→ Consigna:
Imprime completo y sin ningún cambio el texto de lectura que aparece más abajo.

→ Texto de lectura:
%%

![]() |
|
La habitación del miedo
Escribe Marcial Moreno
Al comienzo de la película un hombre todavía joven desayuna en un bar minutos antes de incorporarse a su trabajo. Es profesor de un instituto de secundaria y está en el primer día del nuevo curso. Tras abonar su consumición le veremos dirigirse hacia la escuela. Su paso no es alegre ni confiado. Conoce perfectamente el lugar hacia el que se encamina, ya que no es nuevo ni en la profesión ni en el instituto en el que imparte clases. El miedo se le dibuja en el rostro por mucho que su voluntad intente superponerse a él. Al llegar vemos cÓmo los profesores se presentan, gastan bromas para exorcizar los temores, pero indefectiblemente éstos aparecen en sus caras. El buen rollito es impostado. El pánico los domina.

%%

→ Filas de datos:
%%

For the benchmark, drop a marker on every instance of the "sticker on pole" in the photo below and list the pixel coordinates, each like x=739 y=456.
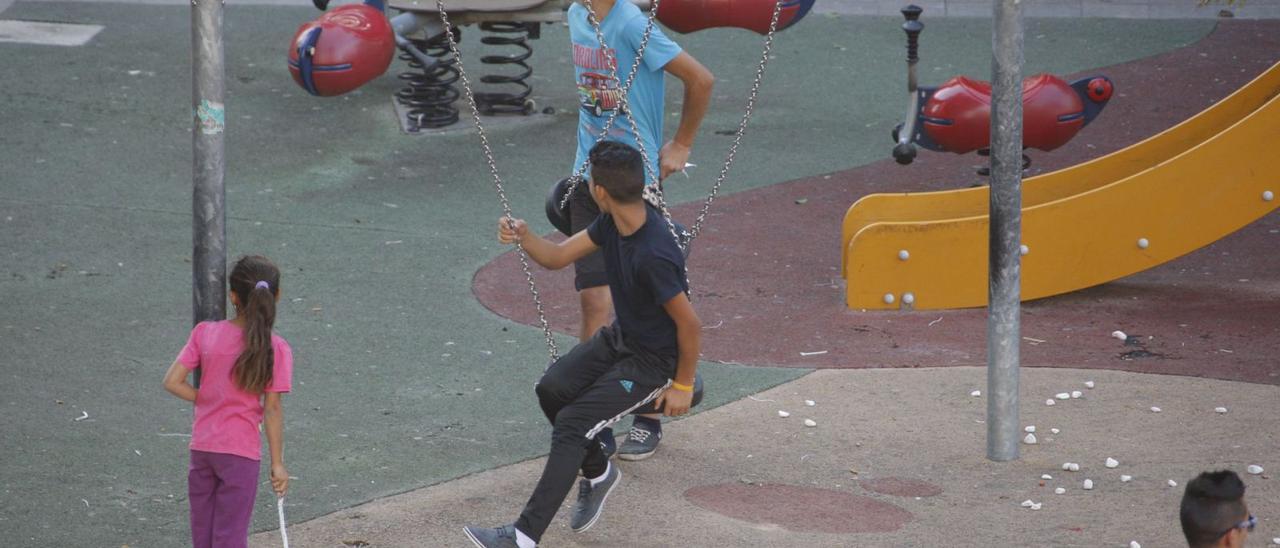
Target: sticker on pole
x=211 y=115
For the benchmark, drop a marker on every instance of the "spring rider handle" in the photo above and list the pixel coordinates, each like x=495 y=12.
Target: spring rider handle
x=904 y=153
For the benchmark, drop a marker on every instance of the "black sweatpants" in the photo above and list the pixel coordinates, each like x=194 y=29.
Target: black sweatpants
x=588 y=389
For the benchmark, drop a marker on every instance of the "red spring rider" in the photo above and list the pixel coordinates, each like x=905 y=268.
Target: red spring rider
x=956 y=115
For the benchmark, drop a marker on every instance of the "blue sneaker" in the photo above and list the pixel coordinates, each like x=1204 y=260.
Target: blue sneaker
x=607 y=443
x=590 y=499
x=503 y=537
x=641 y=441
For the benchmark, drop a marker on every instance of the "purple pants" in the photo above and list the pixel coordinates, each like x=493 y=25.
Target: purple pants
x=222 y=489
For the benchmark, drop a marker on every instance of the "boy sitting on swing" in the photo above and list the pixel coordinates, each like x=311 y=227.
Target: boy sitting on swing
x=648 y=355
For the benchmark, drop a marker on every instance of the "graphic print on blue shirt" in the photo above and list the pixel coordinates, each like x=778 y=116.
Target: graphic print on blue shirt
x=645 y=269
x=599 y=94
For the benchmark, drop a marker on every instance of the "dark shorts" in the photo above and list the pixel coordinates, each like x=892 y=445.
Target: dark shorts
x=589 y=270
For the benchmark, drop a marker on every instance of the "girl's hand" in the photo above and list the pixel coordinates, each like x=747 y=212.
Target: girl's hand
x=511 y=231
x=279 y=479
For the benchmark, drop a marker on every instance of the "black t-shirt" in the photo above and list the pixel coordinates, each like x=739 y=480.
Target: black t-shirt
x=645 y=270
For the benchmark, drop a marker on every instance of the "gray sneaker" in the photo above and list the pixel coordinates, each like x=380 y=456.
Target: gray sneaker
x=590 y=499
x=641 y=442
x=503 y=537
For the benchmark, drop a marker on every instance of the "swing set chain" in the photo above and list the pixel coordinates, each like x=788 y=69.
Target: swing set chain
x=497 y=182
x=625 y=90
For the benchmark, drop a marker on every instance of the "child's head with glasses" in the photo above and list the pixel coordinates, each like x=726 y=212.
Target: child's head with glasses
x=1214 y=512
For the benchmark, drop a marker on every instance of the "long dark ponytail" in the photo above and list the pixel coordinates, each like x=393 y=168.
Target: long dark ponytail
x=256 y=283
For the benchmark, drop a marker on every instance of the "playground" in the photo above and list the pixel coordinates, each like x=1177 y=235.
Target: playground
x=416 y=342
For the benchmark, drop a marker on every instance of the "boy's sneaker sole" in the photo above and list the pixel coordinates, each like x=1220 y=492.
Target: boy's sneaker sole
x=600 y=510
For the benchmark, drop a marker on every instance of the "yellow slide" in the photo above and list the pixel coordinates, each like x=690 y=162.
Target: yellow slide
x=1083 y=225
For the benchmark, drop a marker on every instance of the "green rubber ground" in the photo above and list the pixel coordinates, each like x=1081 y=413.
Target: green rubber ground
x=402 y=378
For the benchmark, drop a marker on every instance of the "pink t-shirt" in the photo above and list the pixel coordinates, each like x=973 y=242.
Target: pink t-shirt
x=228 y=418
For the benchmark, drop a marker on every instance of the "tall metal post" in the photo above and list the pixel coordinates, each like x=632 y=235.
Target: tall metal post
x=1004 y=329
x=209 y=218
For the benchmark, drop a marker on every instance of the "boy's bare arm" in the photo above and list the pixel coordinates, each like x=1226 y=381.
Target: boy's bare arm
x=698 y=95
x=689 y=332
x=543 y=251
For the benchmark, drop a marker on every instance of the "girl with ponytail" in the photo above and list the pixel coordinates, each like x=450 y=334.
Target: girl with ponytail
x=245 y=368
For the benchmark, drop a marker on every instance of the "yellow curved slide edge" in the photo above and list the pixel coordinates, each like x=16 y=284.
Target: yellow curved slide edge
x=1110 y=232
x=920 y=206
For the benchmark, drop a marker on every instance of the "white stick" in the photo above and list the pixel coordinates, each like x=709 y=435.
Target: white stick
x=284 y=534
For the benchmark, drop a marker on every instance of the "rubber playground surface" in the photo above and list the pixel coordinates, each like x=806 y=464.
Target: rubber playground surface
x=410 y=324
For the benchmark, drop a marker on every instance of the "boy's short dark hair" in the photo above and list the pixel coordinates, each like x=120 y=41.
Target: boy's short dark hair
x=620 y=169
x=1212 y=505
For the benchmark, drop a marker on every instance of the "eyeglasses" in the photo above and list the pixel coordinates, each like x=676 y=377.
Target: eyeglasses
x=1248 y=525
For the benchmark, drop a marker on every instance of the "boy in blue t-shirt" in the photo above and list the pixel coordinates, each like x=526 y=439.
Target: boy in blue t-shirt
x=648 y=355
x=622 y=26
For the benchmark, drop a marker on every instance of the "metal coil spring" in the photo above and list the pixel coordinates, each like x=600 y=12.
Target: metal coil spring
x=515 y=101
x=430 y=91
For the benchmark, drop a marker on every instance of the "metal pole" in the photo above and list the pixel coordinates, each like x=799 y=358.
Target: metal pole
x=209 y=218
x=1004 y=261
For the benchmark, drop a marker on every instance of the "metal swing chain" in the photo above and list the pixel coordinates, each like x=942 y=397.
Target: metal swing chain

%%
%%

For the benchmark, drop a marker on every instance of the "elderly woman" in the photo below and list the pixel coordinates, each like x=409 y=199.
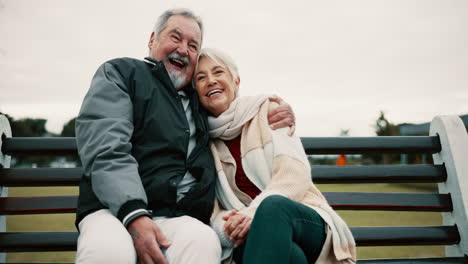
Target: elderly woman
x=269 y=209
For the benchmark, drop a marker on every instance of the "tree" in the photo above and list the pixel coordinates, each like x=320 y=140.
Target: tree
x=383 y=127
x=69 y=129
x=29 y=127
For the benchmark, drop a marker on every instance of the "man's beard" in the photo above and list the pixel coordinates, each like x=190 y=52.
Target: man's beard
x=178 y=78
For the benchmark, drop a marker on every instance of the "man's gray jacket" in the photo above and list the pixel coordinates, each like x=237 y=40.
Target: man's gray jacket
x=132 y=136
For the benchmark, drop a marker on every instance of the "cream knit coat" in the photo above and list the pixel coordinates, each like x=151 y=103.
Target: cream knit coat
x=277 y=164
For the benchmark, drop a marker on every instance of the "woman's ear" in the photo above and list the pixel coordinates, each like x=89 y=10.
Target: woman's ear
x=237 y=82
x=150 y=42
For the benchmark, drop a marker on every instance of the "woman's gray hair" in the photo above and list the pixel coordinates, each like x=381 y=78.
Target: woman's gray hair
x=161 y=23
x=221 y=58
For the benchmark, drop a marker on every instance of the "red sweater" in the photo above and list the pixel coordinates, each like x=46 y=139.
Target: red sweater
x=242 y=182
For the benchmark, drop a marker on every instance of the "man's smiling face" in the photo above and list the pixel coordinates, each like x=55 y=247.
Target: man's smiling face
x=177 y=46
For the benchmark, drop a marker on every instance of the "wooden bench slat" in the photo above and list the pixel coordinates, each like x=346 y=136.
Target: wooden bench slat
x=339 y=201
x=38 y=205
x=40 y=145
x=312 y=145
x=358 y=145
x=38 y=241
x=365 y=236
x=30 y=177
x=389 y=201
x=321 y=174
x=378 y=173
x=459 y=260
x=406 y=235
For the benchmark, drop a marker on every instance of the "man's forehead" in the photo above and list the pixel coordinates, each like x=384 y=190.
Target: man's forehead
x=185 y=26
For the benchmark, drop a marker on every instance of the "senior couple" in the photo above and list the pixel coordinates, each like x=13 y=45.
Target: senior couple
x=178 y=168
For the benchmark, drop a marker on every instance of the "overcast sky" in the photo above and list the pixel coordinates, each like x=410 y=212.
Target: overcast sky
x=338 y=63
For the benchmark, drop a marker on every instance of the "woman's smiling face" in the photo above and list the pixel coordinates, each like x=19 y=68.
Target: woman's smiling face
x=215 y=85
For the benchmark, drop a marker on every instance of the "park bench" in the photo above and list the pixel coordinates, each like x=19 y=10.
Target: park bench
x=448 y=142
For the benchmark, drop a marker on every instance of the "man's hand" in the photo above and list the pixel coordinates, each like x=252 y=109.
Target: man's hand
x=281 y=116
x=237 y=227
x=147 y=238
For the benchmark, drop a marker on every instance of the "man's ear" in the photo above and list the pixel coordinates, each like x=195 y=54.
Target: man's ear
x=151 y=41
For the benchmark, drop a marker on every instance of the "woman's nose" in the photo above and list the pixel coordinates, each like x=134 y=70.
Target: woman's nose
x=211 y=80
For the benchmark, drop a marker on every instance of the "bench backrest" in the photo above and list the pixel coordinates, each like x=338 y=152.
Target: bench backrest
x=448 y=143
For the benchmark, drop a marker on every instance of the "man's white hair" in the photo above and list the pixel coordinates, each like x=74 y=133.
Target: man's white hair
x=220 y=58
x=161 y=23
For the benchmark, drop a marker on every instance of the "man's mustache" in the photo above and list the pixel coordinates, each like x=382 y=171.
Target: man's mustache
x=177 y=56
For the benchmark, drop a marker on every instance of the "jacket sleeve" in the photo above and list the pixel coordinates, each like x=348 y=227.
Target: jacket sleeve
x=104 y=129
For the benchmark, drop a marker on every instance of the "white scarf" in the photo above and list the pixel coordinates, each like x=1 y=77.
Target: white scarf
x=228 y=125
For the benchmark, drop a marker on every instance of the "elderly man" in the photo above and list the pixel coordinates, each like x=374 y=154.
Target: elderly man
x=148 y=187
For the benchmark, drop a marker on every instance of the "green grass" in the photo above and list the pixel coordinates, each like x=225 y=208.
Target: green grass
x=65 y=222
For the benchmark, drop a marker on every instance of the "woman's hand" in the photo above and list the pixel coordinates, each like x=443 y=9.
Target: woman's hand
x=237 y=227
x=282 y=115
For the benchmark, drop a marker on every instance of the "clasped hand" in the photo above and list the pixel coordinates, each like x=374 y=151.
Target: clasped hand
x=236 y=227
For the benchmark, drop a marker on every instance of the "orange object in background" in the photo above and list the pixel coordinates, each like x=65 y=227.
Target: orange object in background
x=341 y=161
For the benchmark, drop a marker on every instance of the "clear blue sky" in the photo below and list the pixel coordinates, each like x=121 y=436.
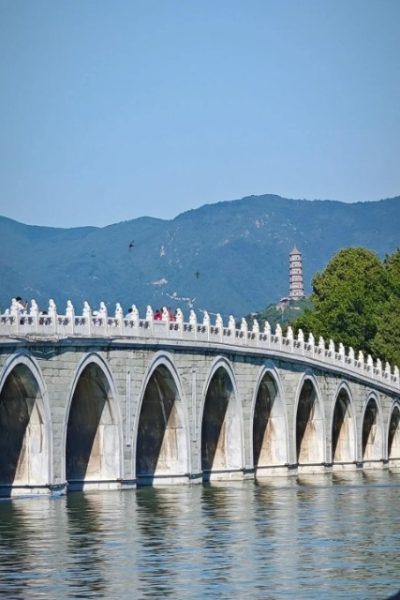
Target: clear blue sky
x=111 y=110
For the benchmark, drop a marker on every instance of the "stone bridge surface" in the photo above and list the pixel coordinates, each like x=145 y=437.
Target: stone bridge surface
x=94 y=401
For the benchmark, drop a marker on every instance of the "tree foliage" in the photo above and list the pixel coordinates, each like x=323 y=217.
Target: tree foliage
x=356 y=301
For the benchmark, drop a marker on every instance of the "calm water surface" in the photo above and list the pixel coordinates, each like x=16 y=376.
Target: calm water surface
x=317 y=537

%%
%%

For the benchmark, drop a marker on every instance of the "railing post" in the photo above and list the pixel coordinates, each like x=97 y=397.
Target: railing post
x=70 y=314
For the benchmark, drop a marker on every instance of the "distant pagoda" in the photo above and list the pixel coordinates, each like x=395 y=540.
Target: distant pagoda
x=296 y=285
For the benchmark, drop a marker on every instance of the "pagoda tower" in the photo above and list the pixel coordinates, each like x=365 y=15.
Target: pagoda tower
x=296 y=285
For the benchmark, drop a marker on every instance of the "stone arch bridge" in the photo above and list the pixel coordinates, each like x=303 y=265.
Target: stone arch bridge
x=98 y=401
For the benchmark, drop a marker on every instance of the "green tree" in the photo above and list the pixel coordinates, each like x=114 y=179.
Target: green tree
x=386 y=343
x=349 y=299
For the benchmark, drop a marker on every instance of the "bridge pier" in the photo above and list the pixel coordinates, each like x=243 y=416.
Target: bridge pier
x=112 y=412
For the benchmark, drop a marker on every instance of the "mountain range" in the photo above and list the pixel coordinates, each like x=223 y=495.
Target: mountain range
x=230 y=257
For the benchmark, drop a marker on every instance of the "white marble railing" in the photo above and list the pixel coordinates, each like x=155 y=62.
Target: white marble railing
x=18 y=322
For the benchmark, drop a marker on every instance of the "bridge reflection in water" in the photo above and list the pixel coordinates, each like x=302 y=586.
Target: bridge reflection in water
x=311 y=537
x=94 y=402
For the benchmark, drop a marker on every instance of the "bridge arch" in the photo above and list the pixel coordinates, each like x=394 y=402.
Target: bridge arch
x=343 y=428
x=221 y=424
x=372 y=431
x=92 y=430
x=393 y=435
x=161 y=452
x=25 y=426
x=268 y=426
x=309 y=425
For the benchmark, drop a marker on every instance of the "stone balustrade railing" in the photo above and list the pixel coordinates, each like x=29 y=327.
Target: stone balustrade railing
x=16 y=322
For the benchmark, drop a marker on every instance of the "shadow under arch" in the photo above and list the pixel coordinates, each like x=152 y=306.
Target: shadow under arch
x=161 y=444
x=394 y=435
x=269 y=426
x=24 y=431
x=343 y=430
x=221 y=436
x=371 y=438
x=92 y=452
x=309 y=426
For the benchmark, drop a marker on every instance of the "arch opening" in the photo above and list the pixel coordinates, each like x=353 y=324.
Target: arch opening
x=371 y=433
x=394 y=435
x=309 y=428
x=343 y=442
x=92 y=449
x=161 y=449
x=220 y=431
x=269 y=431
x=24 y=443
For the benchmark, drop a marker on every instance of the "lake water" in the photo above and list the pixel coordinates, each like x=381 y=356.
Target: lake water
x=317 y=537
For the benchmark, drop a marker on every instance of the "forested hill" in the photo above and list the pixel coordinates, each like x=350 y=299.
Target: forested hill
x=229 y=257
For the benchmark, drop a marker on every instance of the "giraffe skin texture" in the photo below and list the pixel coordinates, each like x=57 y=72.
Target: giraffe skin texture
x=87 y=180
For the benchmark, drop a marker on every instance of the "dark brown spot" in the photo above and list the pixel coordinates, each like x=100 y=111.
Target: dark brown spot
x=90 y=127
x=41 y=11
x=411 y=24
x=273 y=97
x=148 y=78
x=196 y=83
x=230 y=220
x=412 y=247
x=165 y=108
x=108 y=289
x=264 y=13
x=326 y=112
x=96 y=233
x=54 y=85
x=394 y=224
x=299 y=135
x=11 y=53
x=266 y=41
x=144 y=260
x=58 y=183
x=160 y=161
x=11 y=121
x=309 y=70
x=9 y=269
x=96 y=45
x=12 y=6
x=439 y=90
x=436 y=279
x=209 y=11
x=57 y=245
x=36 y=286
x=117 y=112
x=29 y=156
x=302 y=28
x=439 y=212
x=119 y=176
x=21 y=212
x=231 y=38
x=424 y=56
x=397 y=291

%%

→ Respuesta:
![]() |
|
La habitación del miedo
Escribe Marcial Moreno
Al comienzo de la película un hombre todavía joven desayuna en un bar minutos antes de incorporarse a su trabajo. Es profesor de un instituto de secundaria y está en el primer día del nuevo curso. Tras abonar su consumición le veremos dirigirse hacia la escuela. Su paso no es alegre ni confiado. Conoce perfectamente el lugar hacia el que se encamina, ya que no es nuevo ni en la profesión ni en el instituto en el que imparte clases. El miedo se le dibuja en el rostro por mucho que su voluntad intente superponerse a él. Al llegar vemos cÓmo los profesores se presentan, gastan bromas para exorcizar los temores, pero indefectiblemente éstos aparecen en sus caras. El buen rollito es impostado. El pánico los domina.